- Data in this exercise

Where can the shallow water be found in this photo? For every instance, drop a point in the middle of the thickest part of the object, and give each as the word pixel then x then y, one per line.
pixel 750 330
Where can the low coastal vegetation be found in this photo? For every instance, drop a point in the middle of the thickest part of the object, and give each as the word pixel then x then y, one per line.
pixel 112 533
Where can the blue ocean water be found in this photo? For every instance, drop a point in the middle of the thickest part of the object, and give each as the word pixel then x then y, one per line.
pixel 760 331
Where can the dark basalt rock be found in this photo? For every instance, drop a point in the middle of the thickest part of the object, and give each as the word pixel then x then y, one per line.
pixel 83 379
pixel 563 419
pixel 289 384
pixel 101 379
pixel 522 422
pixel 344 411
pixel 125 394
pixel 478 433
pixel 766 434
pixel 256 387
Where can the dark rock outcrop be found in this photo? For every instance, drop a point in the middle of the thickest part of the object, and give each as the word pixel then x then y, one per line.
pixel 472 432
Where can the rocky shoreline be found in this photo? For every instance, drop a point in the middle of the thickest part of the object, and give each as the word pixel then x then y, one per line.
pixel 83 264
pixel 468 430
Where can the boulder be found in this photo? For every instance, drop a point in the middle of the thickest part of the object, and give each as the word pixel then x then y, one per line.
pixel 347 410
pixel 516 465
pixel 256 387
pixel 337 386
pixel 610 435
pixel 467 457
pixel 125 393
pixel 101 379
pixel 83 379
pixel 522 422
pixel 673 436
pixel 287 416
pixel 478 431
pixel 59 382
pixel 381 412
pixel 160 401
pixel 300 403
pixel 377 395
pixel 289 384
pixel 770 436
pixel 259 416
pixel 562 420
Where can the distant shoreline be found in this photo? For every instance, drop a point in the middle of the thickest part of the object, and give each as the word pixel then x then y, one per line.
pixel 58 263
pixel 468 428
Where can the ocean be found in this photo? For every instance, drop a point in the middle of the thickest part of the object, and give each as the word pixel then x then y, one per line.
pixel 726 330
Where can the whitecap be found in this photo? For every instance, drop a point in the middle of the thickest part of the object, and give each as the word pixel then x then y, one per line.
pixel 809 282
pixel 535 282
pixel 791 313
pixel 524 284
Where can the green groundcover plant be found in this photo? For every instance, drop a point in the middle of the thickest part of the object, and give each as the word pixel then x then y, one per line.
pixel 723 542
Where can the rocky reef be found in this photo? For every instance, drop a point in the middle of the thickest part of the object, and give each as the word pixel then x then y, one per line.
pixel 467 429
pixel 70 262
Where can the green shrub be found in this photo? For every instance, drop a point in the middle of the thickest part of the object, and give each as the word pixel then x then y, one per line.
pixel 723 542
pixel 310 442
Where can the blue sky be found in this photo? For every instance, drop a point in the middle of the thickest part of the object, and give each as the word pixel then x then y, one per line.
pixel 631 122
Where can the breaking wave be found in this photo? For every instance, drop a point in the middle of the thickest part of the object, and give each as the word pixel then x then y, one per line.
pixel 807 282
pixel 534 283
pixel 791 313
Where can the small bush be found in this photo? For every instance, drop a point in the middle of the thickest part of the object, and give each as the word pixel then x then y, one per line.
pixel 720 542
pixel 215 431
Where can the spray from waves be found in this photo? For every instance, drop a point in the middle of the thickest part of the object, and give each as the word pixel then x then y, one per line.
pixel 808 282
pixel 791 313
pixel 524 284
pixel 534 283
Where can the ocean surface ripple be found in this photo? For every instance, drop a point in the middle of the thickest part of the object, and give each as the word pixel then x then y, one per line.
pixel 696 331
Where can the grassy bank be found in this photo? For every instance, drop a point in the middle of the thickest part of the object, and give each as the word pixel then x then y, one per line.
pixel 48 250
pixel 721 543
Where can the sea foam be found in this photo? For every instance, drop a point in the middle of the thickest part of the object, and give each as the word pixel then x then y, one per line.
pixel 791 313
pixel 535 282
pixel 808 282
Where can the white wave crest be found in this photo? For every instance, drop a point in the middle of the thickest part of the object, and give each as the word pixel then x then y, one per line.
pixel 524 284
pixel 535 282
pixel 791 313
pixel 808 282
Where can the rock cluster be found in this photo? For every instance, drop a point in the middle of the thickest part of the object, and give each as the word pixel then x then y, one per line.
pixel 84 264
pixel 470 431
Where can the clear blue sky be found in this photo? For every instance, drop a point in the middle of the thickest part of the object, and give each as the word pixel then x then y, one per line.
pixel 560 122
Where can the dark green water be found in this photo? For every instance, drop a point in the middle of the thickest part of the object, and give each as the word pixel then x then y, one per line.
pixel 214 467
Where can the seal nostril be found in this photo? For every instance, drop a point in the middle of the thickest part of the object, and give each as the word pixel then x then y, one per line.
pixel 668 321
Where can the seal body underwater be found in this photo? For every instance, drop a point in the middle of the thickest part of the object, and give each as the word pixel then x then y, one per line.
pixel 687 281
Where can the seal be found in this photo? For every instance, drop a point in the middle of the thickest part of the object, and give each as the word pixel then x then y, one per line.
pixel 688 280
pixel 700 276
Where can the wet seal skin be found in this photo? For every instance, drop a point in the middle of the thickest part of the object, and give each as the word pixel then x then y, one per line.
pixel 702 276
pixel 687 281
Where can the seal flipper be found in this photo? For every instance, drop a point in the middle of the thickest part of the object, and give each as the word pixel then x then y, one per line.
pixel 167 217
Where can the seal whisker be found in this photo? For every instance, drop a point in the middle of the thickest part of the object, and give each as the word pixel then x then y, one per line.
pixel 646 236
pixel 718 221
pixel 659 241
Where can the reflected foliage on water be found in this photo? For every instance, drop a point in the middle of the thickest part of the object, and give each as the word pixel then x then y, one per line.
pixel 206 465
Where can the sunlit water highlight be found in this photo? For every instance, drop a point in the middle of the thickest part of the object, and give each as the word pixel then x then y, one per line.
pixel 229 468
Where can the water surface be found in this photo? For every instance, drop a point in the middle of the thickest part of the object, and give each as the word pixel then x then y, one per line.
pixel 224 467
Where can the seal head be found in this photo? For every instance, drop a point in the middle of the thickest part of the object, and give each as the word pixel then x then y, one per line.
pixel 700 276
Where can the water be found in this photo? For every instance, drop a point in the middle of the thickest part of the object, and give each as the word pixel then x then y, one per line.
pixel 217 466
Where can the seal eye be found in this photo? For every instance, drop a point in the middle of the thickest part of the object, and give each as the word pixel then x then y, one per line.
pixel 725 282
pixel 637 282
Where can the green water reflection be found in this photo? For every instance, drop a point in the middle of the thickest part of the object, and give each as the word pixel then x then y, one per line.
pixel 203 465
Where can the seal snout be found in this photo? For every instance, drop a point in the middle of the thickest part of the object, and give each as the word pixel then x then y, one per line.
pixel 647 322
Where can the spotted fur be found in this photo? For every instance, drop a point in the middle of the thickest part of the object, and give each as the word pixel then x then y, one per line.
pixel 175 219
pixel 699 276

- What you will do
For this exercise, set down all of the entries again word for word.

- Response
Where can the shallow water be found in this photo? For every instance, drop a point in the middle of the thickest part of the object, and give each as the word pixel then x then y, one per line.
pixel 750 330
Where can the low coastal vegetation be found in this photo? For every instance, drop a point in the middle of the thickest part of the object, and give each as the word pixel then x then y, one per line.
pixel 112 533
Where can the blue ocean water be found in this photo? For every instance, drop a point in the middle of the thickest part of the object, and give each as the word pixel then x then y, one per line.
pixel 760 331
Where can the dark basalt rock be found in this photo? For every instance, drop a point in the middle of the thickest part of the object, and give each as the word pixel then x then y, one per line.
pixel 83 379
pixel 563 419
pixel 289 384
pixel 101 379
pixel 522 422
pixel 344 411
pixel 125 394
pixel 478 433
pixel 766 434
pixel 256 387
Where can the dark rock outcrop be found in this photo? For every instance, drop a point in the middle of the thickest part of the object, and give each as the word pixel then x then y, one per line.
pixel 472 432
Where can the rocky shoreline be found in this photo? For every instance, drop a point in the middle of the thickest part of the object, and give each as the word pixel then x then y, one per line.
pixel 83 264
pixel 468 430
Where can the boulder be found in this photo? For every instance, drop a point in the middle of the thickest part of the object, and give each as the word pixel then x then y, one per line.
pixel 347 410
pixel 516 465
pixel 256 387
pixel 337 386
pixel 610 435
pixel 467 457
pixel 125 393
pixel 101 379
pixel 83 379
pixel 522 422
pixel 673 436
pixel 287 416
pixel 478 431
pixel 59 382
pixel 381 412
pixel 160 401
pixel 300 403
pixel 377 395
pixel 289 384
pixel 770 436
pixel 259 416
pixel 562 420
Where can the distant shoreline be found in this photo? For every instance, drop a point in the middle of the thickest part of the object, and give each as the word pixel then x then y, one per line.
pixel 58 263
pixel 468 428
Where can the ocean be found in this photo? For every instance, drop a point in the middle of the thickest part of the object, and give each as the word pixel then x then y, one per line.
pixel 726 330
Where can the whitecap be found in this photo? For every instance, drop a point in the middle of the thickest part of the object, and give each as the word pixel then x then y, one per line.
pixel 809 282
pixel 535 282
pixel 791 313
pixel 524 284
Where can the green groundcover plant be found in this photo? For every instance, drop a point in the middle of the thickest part of the object, and give each as the word pixel then x then y, one per line.
pixel 723 542
Where can the rocky reef be found in this photo? For every instance, drop a point in the middle of the thickest part of the object, and give each as the word pixel then x then y, one per line.
pixel 467 429
pixel 70 262
Where can the green shrub be found in this photo? For every instance, drop a point in the middle of the thickest part of the object, and give each as the word pixel then x then y, one per line.
pixel 723 542
pixel 310 442
Where can the blue sky be found in this photo? For every instance, drop a point in the middle of the thickest part of the object, and give each as the word pixel then x then y, one per line.
pixel 631 122
Where can the breaking wave be found in this photo? For every instance, drop a point in the middle of the thickest part of the object, and give each as the word pixel then x then y, one per line.
pixel 807 282
pixel 534 283
pixel 791 313
Where can the small bush be found in this photo? For every instance, drop a point in the middle of the thickest part of the object, and give each as the word pixel then x then y, one per line.
pixel 720 542
pixel 215 431
Where can the spray from waves be found in this photo? For every instance, drop a point in the middle of the thickest part of the object, and give each as the word pixel then x then y, one per line.
pixel 808 282
pixel 791 313
pixel 524 284
pixel 534 283
Where can the ocean surface ripple be found in this photo? For every instance, drop a point in the middle of the thickest part of the object, and give each as the word pixel then x then y, one per line.
pixel 696 331
Where can the grassy bank be found in this photo? For every instance, drop a point in the middle of the thickest part of the object, and give each as the word pixel then x then y, one per line.
pixel 48 250
pixel 721 543
Where can the sea foam be found in this photo? For every instance, drop a point in the middle of the thickest part of the object, and give each as the word pixel then x then y, one per line.
pixel 791 313
pixel 535 282
pixel 808 282
Where can the white wave crest be found in this photo? For every instance, drop a point in the middle of the thickest part of the object, and give each as the word pixel then x then y, one per line.
pixel 524 284
pixel 535 282
pixel 791 313
pixel 808 282
Where can the rock cluster be found in this photo? For every instance, drop a point in the middle of the thickest part of the object, and give each as the word pixel then x then y, one per line.
pixel 84 264
pixel 470 431
Where can the clear blue sky be found in this photo? For every instance, drop a point in the middle of the thickest part of the object, and give each as the word pixel then x then y, one per line.
pixel 560 122
Where can the dark green water be found in this photo? For every instance, drop a point in the middle of the thickest part of the object, and give each as the word pixel then x then y, one per line.
pixel 214 467
Where can the seal nostril be found in this photo? For every instance, drop a point in the middle of the thickest part of the object, and give each as the word pixel then x then y, one per line.
pixel 668 321
Where can the seal body underwater be found in this photo? For every instance, drop a point in the middle of the thickest part of the object, and give each as the word pixel then x then y, one per line.
pixel 687 281
Where can the seal be found in this photo? For every instance, drop a point in the middle of the thickest part of the object, and give each as the word pixel then x then y, one per line.
pixel 688 280
pixel 700 276
Where can the wet seal skin be found in this photo? For every instance, drop a point in the middle of the thickest part of the object, and give each as the word pixel then x then y, one per line.
pixel 702 276
pixel 687 281
Where can the seal flipper be found in this photo? For every instance, drop a point in the middle of the thickest part of the object, and give each as the word pixel then x then y, one per line.
pixel 167 217
Where can the seal whisker be found in this photo? For every instance, drop a point in the middle of the thickest part of the object, and give each as the word pixel then x then y, one per line.
pixel 646 236
pixel 718 221
pixel 659 241
Where can the reflected foliage on water be found in this photo? For every instance, drop a point in the middle of the thickest part of the object, and give each as the word pixel then x then y, one per line.
pixel 206 465
Where can the sunlit water highlight be found in this photo? For every instance, drop a point in the middle of the thickest part of the object, and give each as the word pixel then x then y, one per line.
pixel 229 468
Where can the water surface be found in this photo? For every instance, drop a point in the middle of the thickest part of the object, and give each as the word pixel then x then y, one per line.
pixel 224 467
Where can the seal head be found in this photo? For every instance, drop a point in the middle of the thickest part of the object, and give each as the word pixel then x then y, one per line.
pixel 700 276
Where can the water be found in this photo? For every instance, drop a point in the middle of the thickest part of the object, and give each as the word pixel then x then y, one per line.
pixel 217 466
Where can the seal eye be found in this photo? For every instance, drop a point in the middle of the thickest part of the object, and give each as the word pixel then x then y, one per line.
pixel 725 282
pixel 637 282
Where can the green water reflection be found in this photo? For every instance, drop a point in the middle of the thickest part of the object, and give each as the word pixel then x then y, one per line.
pixel 203 465
Where can the seal snout be found in this photo? For every instance, drop a point in the middle of the thickest part of the object, and give each as the word pixel then x then y, one per line.
pixel 647 322
Where can the spotted fur be found in this photo? For every instance, drop a point in the middle of the thickest part of the object, and give each as the word pixel then x then y, one per line.
pixel 175 219
pixel 699 276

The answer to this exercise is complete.